Task
Each record must come back unchanged in your answer, stripped of its images.

Source material
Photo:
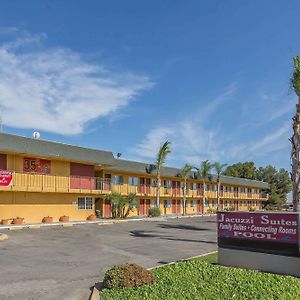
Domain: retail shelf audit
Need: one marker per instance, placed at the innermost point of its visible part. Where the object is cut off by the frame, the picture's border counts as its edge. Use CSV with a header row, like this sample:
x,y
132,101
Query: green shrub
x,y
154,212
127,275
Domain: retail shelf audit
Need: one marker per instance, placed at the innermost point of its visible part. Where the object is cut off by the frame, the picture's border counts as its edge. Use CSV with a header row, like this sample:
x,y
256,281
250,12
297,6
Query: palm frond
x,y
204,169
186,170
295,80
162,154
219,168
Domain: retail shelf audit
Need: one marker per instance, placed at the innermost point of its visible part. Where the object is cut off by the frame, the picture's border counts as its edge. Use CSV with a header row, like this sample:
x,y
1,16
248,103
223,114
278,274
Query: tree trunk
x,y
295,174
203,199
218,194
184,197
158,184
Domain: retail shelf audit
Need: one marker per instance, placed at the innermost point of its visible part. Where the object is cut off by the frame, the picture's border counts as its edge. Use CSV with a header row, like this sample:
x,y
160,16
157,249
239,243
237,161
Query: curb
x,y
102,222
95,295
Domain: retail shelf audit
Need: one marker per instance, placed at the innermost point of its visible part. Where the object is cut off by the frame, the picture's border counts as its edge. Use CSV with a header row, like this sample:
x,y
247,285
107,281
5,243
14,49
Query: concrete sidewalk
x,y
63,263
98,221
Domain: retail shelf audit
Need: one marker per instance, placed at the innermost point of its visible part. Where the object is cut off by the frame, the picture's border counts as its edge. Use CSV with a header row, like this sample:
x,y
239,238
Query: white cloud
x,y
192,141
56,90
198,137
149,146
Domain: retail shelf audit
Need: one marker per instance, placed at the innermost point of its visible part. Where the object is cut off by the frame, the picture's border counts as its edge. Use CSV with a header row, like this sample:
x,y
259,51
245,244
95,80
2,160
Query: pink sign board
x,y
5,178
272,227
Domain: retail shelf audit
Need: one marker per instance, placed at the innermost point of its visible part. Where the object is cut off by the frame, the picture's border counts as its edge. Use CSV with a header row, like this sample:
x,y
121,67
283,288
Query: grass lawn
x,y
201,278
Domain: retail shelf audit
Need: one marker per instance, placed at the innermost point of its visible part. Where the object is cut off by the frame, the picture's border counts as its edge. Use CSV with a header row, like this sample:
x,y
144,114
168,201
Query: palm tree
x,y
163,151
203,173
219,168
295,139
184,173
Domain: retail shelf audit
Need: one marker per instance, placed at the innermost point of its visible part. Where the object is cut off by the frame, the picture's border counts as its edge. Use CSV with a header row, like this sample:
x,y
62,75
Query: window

Solution
Photo:
Domain: retail shelf audit
Need: one marker per instance, placed at the innermost point of its visible part. Where the object is cut off by the frame, the picture's border counts as its edge. Use CSV with a header row, like this sample:
x,y
132,101
Query: green shrub
x,y
154,212
127,275
Domain: retail shelf audit
Need: one marker per instance, placed at the innermost point of its visible part. Where the object is cut off by the frame, the picture's border counts as its edge. Use CSV with a header row, like this sample:
x,y
256,281
250,12
297,6
Query: palm frond
x,y
204,169
186,170
295,80
162,154
219,168
Domain: retail shelf audit
Need: one marker per instance, placed at the innermost point of its visible part. Where the object is cut off by the frame, the picture's border counts as its edge. Use CSV with a header row, like this sample:
x,y
1,16
248,103
223,114
278,274
Query: tree trunk
x,y
295,174
203,199
218,194
184,197
158,184
Domain: retail shelf audit
Need: one marker per instance, placed at the innermost point of its visible part. Where the object is cut off by the frame, the picture's border counts as its edge. Use CSV with a header row, like this sample:
x,y
160,16
157,249
239,243
237,161
Query: curb
x,y
102,222
95,295
Domain: retail shelf audit
Need: one marker per instance, placed at the innermost point of its visible part. Where the object is cut off by the frame, the picture's border counts as its edge. Use CSV with a header row, like this sample:
x,y
247,285
107,281
5,243
14,49
Query: concrete sidewalk
x,y
63,263
98,221
Domain: retail shelf audit
Need: one marker per instance, placed at the innermost point of its visible part. Where the object is cut off by the frame, the picture's border counts as its edge. Use CSV with a header row, like this sample:
x,y
239,238
Query: white cloud
x,y
192,141
56,90
198,137
149,146
Domain: retail shelf audit
Need: one marker per instance, placed at the innermost point of its visible part. Where the object is cut off by the frame, the picture's border counts as its edge. Use CSV with a header row, like this sample:
x,y
259,51
245,244
95,80
2,160
Query: pink sign board
x,y
5,178
272,227
Domain: retail shelf audit
Need: one marker per instance, placed at the innermost point of its visible part. Where the object is cut off by the frame, the picture's border counts as its edge. Use CSV with a header row, like this sample:
x,y
121,67
283,288
Query: grass lawn
x,y
201,278
Domain: retail shelf audit
Need: one marker per instance, placed at the innermost point of its visible part. Where the object is cut off by the frame, the picture's border counts as its edge. Use CSV with a header row, like this sample:
x,y
144,114
168,201
Query: palm tree
x,y
163,151
203,173
219,168
295,139
184,173
Domain: retail shelf audit
Need: one marker per instance, placed at the innermost point of its visible part. Where the object is cut off by the frame, the picture's border counts as its edge. Use CSV with a header row, like this sample:
x,y
62,75
Query: window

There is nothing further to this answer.